**Written problem**
Count the lines of the records that contain the word "Provide", and reply with the number alone.

Records of outlines for named regions:

※

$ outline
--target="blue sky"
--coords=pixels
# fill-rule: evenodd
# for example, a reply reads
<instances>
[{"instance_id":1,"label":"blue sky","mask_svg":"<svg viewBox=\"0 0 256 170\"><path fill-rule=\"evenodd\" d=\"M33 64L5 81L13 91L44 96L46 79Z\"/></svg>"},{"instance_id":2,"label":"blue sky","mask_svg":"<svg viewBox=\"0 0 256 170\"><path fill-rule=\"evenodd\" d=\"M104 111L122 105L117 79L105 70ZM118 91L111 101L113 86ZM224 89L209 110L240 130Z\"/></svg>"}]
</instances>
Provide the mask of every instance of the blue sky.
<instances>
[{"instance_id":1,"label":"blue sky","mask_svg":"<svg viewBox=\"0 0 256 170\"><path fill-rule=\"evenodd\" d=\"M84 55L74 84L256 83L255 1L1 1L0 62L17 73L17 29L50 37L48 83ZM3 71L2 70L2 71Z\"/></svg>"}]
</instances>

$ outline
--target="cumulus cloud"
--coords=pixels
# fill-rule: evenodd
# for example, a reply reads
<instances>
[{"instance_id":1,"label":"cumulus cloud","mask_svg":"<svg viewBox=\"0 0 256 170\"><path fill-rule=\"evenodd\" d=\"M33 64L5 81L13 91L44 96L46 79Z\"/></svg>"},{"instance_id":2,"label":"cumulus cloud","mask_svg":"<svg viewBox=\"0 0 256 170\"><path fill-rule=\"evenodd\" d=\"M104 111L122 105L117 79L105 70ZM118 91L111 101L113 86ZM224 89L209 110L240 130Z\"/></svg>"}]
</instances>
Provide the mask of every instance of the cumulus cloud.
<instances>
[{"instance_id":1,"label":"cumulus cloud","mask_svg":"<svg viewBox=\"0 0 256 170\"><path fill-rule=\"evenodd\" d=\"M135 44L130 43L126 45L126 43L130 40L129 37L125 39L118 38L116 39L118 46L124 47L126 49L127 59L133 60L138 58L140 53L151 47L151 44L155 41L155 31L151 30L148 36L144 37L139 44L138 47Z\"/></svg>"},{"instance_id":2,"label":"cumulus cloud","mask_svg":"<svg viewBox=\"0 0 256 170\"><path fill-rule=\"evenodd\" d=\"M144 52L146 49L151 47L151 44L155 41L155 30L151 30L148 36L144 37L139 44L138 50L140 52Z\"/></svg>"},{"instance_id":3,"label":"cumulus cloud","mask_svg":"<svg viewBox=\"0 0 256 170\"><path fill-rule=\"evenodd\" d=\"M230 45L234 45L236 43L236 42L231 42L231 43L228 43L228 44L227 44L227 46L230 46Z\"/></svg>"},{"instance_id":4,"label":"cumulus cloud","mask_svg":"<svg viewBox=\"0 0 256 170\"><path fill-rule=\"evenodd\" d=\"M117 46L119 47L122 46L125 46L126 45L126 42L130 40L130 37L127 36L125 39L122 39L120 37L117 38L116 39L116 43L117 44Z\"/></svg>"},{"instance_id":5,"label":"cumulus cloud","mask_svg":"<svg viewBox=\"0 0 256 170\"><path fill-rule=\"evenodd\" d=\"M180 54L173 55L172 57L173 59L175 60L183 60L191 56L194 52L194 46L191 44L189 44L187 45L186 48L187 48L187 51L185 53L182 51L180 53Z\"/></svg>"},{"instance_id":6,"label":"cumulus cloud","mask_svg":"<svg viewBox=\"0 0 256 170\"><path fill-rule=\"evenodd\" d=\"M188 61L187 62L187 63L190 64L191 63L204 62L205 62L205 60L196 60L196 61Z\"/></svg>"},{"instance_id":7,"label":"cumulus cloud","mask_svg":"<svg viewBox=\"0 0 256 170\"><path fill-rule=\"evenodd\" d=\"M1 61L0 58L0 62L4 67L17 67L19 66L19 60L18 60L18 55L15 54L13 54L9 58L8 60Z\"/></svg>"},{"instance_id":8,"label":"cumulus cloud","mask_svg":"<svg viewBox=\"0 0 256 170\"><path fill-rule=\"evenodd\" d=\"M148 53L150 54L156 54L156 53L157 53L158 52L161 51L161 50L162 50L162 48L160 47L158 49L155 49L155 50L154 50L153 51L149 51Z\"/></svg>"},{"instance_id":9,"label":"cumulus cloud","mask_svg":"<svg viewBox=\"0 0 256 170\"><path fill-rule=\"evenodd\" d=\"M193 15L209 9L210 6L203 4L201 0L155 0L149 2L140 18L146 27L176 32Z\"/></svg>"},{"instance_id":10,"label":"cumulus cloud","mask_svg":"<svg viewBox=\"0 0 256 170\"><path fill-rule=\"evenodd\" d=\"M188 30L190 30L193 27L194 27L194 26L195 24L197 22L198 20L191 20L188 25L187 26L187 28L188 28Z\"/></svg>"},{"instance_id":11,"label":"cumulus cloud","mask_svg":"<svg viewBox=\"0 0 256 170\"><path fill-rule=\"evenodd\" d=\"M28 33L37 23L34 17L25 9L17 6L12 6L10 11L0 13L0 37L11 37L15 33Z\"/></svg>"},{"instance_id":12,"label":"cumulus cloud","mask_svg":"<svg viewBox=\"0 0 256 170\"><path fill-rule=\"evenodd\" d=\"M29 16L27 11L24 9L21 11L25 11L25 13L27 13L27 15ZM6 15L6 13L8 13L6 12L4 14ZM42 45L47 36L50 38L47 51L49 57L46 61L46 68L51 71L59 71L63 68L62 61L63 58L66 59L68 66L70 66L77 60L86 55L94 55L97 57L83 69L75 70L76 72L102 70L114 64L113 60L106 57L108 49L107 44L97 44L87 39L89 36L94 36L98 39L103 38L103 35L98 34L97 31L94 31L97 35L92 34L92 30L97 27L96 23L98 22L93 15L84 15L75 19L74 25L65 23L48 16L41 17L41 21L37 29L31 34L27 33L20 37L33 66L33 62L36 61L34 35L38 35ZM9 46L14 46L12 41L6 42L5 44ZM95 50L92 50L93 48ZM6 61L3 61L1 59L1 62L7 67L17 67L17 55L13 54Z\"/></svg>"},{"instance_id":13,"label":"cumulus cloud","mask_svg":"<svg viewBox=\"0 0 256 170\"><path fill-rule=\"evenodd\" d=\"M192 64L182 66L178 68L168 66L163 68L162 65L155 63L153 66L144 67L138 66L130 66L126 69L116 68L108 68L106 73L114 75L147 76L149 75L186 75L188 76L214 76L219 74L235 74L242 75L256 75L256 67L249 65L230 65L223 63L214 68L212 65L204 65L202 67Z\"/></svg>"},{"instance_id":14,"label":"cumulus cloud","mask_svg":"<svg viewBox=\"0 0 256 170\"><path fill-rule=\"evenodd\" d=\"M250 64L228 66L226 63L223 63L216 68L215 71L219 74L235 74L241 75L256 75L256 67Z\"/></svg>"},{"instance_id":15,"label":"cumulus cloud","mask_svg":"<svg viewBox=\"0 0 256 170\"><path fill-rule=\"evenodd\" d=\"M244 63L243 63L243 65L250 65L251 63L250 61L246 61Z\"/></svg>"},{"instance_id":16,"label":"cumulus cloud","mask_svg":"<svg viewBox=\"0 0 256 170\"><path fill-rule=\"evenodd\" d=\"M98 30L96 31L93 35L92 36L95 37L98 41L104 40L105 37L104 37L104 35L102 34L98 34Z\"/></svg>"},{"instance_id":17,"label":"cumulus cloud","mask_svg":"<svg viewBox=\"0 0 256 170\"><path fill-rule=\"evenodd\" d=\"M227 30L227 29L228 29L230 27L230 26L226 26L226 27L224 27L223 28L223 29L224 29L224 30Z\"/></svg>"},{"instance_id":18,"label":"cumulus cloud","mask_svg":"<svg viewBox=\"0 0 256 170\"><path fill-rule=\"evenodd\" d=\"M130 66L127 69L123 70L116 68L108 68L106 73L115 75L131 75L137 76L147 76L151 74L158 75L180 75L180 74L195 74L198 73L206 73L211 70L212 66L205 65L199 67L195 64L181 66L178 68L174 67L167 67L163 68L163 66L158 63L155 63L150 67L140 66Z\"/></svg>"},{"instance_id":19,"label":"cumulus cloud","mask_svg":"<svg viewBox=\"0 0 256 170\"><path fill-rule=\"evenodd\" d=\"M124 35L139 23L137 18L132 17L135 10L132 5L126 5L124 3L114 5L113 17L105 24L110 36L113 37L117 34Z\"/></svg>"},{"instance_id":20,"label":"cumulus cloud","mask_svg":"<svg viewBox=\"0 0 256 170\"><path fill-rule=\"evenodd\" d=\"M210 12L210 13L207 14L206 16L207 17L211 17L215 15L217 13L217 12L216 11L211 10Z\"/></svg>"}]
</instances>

※

**Worked answer**
2